▶ _Task directions_
Each line of the data must be set down again without a single difference.

▶ _Records shown_
──────

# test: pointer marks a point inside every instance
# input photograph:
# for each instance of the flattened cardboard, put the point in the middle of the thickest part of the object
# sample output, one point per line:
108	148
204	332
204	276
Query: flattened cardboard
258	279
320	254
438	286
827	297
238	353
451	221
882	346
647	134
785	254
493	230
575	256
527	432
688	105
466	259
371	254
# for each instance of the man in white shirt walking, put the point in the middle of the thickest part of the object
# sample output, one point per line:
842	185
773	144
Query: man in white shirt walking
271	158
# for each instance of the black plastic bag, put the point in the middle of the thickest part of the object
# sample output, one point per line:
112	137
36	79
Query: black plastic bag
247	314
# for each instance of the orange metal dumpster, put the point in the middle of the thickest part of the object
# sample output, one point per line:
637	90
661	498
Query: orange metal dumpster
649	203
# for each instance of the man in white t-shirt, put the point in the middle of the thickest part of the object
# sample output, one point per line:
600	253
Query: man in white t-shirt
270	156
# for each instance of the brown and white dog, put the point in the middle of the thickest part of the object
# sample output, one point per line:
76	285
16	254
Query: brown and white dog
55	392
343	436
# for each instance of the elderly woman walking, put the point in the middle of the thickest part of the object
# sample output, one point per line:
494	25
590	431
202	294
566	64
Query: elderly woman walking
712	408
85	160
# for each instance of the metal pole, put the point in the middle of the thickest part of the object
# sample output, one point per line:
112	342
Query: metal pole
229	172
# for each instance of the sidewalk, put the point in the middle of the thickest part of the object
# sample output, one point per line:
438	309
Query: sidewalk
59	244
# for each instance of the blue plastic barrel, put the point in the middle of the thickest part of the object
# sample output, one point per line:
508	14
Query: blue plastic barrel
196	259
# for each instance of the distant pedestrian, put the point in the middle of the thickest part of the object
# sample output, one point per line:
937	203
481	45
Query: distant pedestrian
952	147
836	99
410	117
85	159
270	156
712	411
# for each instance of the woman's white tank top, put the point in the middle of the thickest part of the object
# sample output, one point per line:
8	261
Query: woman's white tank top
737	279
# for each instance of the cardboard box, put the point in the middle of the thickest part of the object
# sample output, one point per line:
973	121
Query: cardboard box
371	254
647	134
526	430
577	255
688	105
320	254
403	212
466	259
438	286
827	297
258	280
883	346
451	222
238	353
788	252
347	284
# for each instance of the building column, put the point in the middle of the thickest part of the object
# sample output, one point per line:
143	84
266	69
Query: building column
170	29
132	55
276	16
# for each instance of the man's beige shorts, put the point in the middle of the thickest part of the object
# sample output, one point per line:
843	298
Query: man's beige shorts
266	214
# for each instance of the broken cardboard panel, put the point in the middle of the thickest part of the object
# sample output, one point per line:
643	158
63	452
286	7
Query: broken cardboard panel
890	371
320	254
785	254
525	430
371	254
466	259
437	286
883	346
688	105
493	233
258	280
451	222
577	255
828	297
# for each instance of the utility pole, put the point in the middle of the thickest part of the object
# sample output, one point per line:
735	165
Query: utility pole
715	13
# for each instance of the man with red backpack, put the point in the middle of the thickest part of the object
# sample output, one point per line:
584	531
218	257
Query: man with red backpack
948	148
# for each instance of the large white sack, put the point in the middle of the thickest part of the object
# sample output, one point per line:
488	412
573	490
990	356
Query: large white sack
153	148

──────

▶ _Exercise answer_
# test: pointer marks a point inside every instance
# input photograph:
# for each instance of the flattened cardboard, put the point in the middle of the thickest part of the object
# sample output, one point per line:
108	148
204	332
204	276
Query: flattened cardboard
258	279
320	254
438	286
827	297
238	353
451	221
882	346
647	134
785	254
493	230
575	256
527	432
688	105
466	259
371	254
# for each instance of the man in white shirt walking, put the point in the middle of the thickest part of the object
# sample output, one point per line:
842	185
773	144
Query: man in white shirt walking
271	158
# for each instance of the black plastic bag, put the point in the middle of the thickest part of the object
# sample output, one point per line:
112	137
36	79
Query: black plastic bag
247	314
# for each instance of the orange metal dumpster, put the point in the middle of the thickest part of the object
# sample output, one point per line:
637	90
661	498
Query: orange metal dumpster
649	203
# for each instance of the man in white t-shirt, put the point in the middle of the thickest part of the object
# sample output, one point per line:
600	253
Query: man in white t-shirt
270	156
# for each instance of the brown and white dog, put the point in the middle of the thickest part of the object
# sample output, one point per line:
76	285
16	254
Query: brown and white dog
55	392
343	436
# for each instance of the elderly woman walking, put the point in the middle of the thickest part of the object
# sample output, one point per line:
494	25
590	431
202	294
566	64
Query: elderly woman walking
712	408
85	160
# for each instance of the metal pole, put the point in the middle of the thickest part of the object
# sample output, one point per line:
112	342
Query: metal pole
229	172
# for each instance of the sidewalk, put the point in the middle of the thickest part of the object
# sample output, one point per line:
438	309
Query: sidewalk
59	244
# for each instance of the blue plastic barrel, put the point in the middle of the thickest part of the object
# sample output, one point per line:
508	14
Query: blue plastic barrel
196	259
# for each instance of the distant pedestrian, put the point in the middle of the thickest part of the object
# sample output, one point per line:
937	203
481	45
Query: distant pedestrian
952	147
836	99
410	117
85	159
270	156
712	411
# for each instance of the woman's white tank top, put the point in the middle of the thickest part of the object
# sample output, one point per line:
8	261
Query: woman's white tank top
737	279
# for each instance of the cardboard box, put the point in the middle of the thickest part of the object
# sample output, one point per line:
973	121
Query: cardboard box
371	254
647	134
526	430
577	255
688	105
320	254
403	212
466	259
438	286
827	297
258	280
883	346
451	222
238	353
788	252
347	284
# for each instance of the building column, put the point in the middle of the thickest part of the object
# sample output, one point per line:
143	84
266	69
Query: building column
170	29
132	55
276	16
# for each instance of the man's beige shorts, put the point in the middle of the thickest part of the object
# sample output, one point per line:
843	298
Query: man's beige shorts
266	214
# for each instance of the broken cardboard panel, put the point in the middle of the thickest part of the object
# sample output, one point per line:
643	158
63	452
286	7
Query: broken cardboard panel
890	371
320	254
785	254
525	430
371	254
466	259
437	286
883	346
688	105
493	233
258	280
451	222
577	255
828	297
# for each instance of the utility pole, put the point in the middle of the thickest part of the object
# sample output, one point per line:
735	165
Query: utility pole
715	13
# for each instance of the man with red backpack, put the point in the middle of the thickest part of the object
# sample output, one point per line:
584	531
218	257
Query: man with red backpack
948	148
# for each instance of the large white sack, put the point in the middle of the thickest part of the object
# sample output, one point per line:
488	412
573	490
990	356
Query: large white sack
153	148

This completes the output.